_Data extract_

# # #

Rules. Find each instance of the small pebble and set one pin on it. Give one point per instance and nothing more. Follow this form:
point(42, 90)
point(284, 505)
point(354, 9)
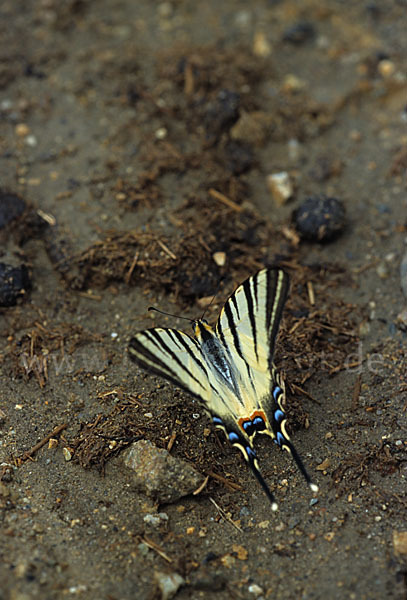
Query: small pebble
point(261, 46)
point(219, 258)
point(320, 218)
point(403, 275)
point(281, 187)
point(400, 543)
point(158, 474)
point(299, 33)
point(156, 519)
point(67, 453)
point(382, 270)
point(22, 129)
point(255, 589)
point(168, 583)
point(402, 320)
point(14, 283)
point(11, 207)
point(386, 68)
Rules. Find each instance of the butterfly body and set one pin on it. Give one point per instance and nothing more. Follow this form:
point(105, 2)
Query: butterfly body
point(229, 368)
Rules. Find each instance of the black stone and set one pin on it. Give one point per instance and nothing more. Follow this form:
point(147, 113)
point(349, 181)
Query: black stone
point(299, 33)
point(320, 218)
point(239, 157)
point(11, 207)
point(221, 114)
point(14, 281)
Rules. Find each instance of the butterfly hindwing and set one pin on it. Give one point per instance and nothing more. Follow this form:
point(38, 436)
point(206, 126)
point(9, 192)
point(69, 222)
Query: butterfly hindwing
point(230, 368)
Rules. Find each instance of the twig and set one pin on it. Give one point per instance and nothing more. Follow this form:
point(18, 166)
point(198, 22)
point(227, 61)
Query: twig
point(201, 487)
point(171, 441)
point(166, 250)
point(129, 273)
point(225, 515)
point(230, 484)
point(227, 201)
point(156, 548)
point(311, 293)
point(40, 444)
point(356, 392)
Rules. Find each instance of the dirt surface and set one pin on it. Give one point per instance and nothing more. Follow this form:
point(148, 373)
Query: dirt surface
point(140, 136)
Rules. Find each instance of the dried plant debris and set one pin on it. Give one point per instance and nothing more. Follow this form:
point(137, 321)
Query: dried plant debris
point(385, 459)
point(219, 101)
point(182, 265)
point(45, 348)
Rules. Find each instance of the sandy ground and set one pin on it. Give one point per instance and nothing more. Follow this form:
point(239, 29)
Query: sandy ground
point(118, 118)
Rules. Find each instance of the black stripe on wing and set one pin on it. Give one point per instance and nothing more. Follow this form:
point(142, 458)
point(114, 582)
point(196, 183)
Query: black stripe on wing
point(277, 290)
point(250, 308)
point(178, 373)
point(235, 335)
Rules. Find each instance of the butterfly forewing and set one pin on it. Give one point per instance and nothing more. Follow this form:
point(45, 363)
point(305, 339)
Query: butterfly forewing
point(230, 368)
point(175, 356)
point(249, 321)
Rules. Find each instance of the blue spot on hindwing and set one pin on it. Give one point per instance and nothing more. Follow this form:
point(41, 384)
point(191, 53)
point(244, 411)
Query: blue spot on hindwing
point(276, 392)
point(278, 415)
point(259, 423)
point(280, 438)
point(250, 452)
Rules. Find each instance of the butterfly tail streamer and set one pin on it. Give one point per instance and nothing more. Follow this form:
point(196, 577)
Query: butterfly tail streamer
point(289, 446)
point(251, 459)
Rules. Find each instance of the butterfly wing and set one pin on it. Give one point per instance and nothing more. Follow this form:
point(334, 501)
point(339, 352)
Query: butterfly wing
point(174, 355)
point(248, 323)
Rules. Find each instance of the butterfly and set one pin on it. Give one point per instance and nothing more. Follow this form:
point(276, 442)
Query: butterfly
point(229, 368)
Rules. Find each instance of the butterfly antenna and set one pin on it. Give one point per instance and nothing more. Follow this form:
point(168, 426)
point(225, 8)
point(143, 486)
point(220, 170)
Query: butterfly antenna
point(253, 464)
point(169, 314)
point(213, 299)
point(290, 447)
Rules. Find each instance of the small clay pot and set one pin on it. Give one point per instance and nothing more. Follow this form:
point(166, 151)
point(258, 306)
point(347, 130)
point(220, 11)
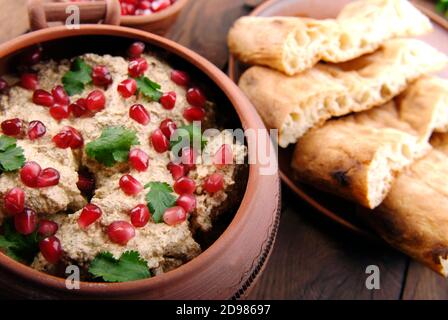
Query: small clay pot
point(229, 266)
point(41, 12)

# # #

Copy all of the material above word for word, but leave out the pictures.

_Response_
Rules. Find each instance of the small pebble and set one pin on it. Give one point per instance and nothing more. Follow this form:
point(42, 90)
point(284, 505)
point(354, 9)
Query: small pebble
point(261, 46)
point(219, 258)
point(320, 218)
point(403, 275)
point(281, 187)
point(400, 543)
point(158, 474)
point(299, 33)
point(156, 519)
point(67, 453)
point(382, 270)
point(22, 129)
point(255, 589)
point(168, 583)
point(402, 320)
point(14, 283)
point(11, 207)
point(386, 68)
Rules. Find each instance of the butterfly body and set one pin on it. Give one point per instance and nothing more. Follow this form:
point(105, 2)
Query: butterfly body
point(229, 368)
Rules. Find each instance of the black stone and set one pin on it. Give one point per instance and nothing more. Follow this form:
point(147, 113)
point(349, 181)
Query: black stone
point(299, 33)
point(320, 218)
point(239, 157)
point(11, 207)
point(221, 114)
point(14, 281)
Rules. Find each instance of the butterfly hindwing and set one pin on it. Give one point per instance and nothing more. Follow this form:
point(38, 436)
point(206, 126)
point(9, 192)
point(69, 222)
Query: butterfly hindwing
point(230, 368)
Rules. Find each instance of the twig and set one pin on it. Give one point per instance and nothing more. Follow this form:
point(18, 166)
point(198, 22)
point(227, 61)
Query: twig
point(201, 487)
point(171, 441)
point(166, 250)
point(129, 273)
point(225, 515)
point(230, 484)
point(227, 201)
point(156, 548)
point(311, 293)
point(40, 444)
point(356, 392)
Rules. Find each instance of the dirt surface and set one pin on it. Give one point per instance and nothing more. Follow this form:
point(148, 373)
Query: dirt surface
point(140, 136)
Rules. Find each instance of the dried plant debris and set one pin on it. Give one point per instance and nothing more. Follow this form:
point(137, 321)
Query: dried plant debris
point(385, 459)
point(219, 101)
point(182, 265)
point(45, 348)
Rules. Find each instance of the sandy ground and set one pin on it. Give one point per instance and nothing more. Follow this form:
point(239, 29)
Query: sandy ground
point(118, 118)
Rules. Find each instance of the black stripe on wing and set one pin on it. Give one point per instance and nothing more. Follow this form:
point(142, 458)
point(114, 582)
point(196, 183)
Query: black stripe on wing
point(277, 290)
point(250, 308)
point(178, 373)
point(235, 335)
Rules. Find each instance of the butterfly forewing and set one pin on it. Give one point per instance and nothing more. Follow this form:
point(45, 363)
point(305, 339)
Query: butterfly forewing
point(230, 368)
point(175, 356)
point(249, 321)
Rules. Find each instance of the blue spot on hindwing and set one pin on it. Give one point per instance and nothing more. Follow this form:
point(41, 384)
point(191, 53)
point(244, 411)
Query: blue spot on hindwing
point(276, 392)
point(278, 415)
point(259, 423)
point(280, 438)
point(250, 452)
Rules. Find each instance of the butterfly tail streamer and set one pin on it. Give one point per instance and nothing more. Follow this form:
point(196, 577)
Query: butterfly tail streamer
point(289, 446)
point(251, 459)
Rules. Find each instance of the butterfly wing and set one pin on it. Give one point per instance and nothing more. Follow this form:
point(334, 501)
point(339, 352)
Query: butterfly wing
point(174, 355)
point(248, 323)
Rules. Find each instance of the butterfly and set one pin on it. Give one point per instance and nothing more. Follow this form:
point(276, 442)
Query: butterfly
point(229, 368)
Rules. Find each instance of the butterfly antenna and set one pin on it. Give one point per instance and nothing more. Follow this form:
point(168, 426)
point(225, 8)
point(143, 486)
point(220, 170)
Query: butterfly antenna
point(253, 464)
point(169, 314)
point(213, 299)
point(290, 447)
Rules. Find each instance of the small clay pot and set one pin on it. Give one point per instance and nothing more. Follow this form:
point(166, 151)
point(258, 306)
point(347, 130)
point(220, 11)
Query: small clay pot
point(229, 266)
point(41, 12)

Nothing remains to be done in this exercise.